### WHAT THE TASK ASKS
Repeat every record word for word and omit the images.

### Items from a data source
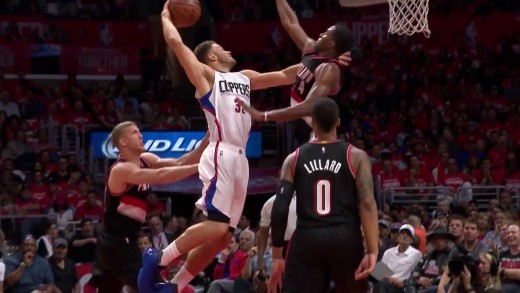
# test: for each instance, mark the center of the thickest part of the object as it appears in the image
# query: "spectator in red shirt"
(26, 205)
(62, 174)
(488, 175)
(453, 178)
(230, 263)
(90, 209)
(416, 176)
(512, 173)
(40, 190)
(389, 178)
(79, 116)
(498, 154)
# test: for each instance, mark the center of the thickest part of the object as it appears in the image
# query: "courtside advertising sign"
(167, 144)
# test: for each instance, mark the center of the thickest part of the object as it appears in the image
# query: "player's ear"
(212, 57)
(331, 44)
(122, 141)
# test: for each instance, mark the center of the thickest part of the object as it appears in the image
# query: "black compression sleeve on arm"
(280, 212)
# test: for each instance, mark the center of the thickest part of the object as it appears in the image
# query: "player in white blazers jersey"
(223, 167)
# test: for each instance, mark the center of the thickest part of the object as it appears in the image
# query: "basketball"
(184, 13)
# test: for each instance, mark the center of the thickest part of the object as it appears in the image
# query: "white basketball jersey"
(227, 121)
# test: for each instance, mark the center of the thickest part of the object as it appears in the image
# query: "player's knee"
(220, 229)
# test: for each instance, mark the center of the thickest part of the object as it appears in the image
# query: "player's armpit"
(194, 69)
(151, 159)
(192, 157)
(366, 200)
(283, 77)
(131, 174)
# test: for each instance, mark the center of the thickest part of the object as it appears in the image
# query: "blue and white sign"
(167, 144)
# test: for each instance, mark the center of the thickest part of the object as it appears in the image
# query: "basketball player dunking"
(118, 259)
(334, 197)
(223, 169)
(319, 74)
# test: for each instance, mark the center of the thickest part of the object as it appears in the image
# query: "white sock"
(182, 278)
(170, 253)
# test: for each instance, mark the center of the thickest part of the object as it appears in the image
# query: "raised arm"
(327, 79)
(366, 199)
(291, 24)
(279, 214)
(283, 77)
(192, 157)
(197, 72)
(131, 174)
(280, 211)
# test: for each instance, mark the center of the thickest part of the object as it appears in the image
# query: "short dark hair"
(470, 220)
(343, 38)
(144, 235)
(202, 50)
(325, 113)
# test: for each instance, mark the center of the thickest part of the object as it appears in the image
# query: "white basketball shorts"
(224, 171)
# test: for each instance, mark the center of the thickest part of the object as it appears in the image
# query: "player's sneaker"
(149, 271)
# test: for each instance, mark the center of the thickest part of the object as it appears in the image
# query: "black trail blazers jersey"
(125, 212)
(305, 75)
(325, 185)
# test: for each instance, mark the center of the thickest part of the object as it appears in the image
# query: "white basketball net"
(408, 17)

### ANSWER SPACE
# test: for each instance, mark the center of the thickest part of the object as it appears in the image
# query: "spectator in red shirt"
(26, 205)
(62, 174)
(488, 175)
(453, 178)
(230, 263)
(90, 209)
(416, 176)
(512, 173)
(40, 190)
(389, 178)
(79, 116)
(498, 154)
# test: for each instance, mark the center of the thickest part of the object as it appears in the image
# query: "courtside advertising sign"
(167, 144)
# test: for each instance, mark the center of the thickest part of the object as it appears in the image
# query: "player's ear"
(212, 57)
(331, 44)
(122, 141)
# test: for each instance, mark the center of the thickest part of the object as it appears in the image
# query: "black compression sleeve on arm"
(280, 212)
# test: for each instance, mark the center of the thickest part of the object as it appears in the image
# query: "player in white blazers jersey"
(223, 167)
# test: for each instance, mark the center of the thickest part of the object as it appears in the image
# query: "basketball"
(184, 13)
# test: for each instance, mark the center of the thickest part of the object as it appears in the image
# query: "white basketball jersey"
(227, 121)
# test: for each instance, mark the center of the thickest part of the object as it appears in the image
# query: "player's knee"
(220, 229)
# test: for each instance, mark the center of the thickest part of the object as it appears in the image
# query: "player's armpit"
(194, 69)
(151, 159)
(192, 157)
(366, 200)
(283, 77)
(131, 174)
# test: for each instance, mark the center of the thickest part of the object as it appears in the image
# query: "blue and white sign"
(167, 144)
# test: for each instance, mark the center of the thickest part of the object as it appears in the image
# query: "basketball player dunking"
(118, 259)
(334, 197)
(223, 169)
(319, 74)
# test: for each instance, mark the center of the thickest part of the object as it appears in the image
# query: "white sock"
(182, 278)
(170, 253)
# test: for each instance, mark the center of the thickest part of the object as it appears in the image
# query: "raised arm"
(327, 79)
(366, 199)
(291, 24)
(279, 214)
(283, 77)
(192, 157)
(197, 72)
(131, 174)
(280, 211)
# test: for each instance, mark the center of the thickest part of the object as it appears in the image
# query: "short dark hair"
(470, 220)
(343, 38)
(144, 235)
(202, 50)
(325, 113)
# test: for each instance, mark the center of the thickest part of the object as it appears in the image
# query: "white basketball shorts"
(224, 171)
# test: for each instance, mark the center of the thickest part of the object as it appears in the image
# query: "player's sneaker"
(149, 271)
# test: for each instance, mark the center of the thickest part of the object as it appears in the image
# query: "black trail blazers jersey"
(125, 212)
(305, 75)
(325, 185)
# test: for each instance, mark the center of the thickest part of the object as it appears in the image
# query: "white basketball net"
(408, 17)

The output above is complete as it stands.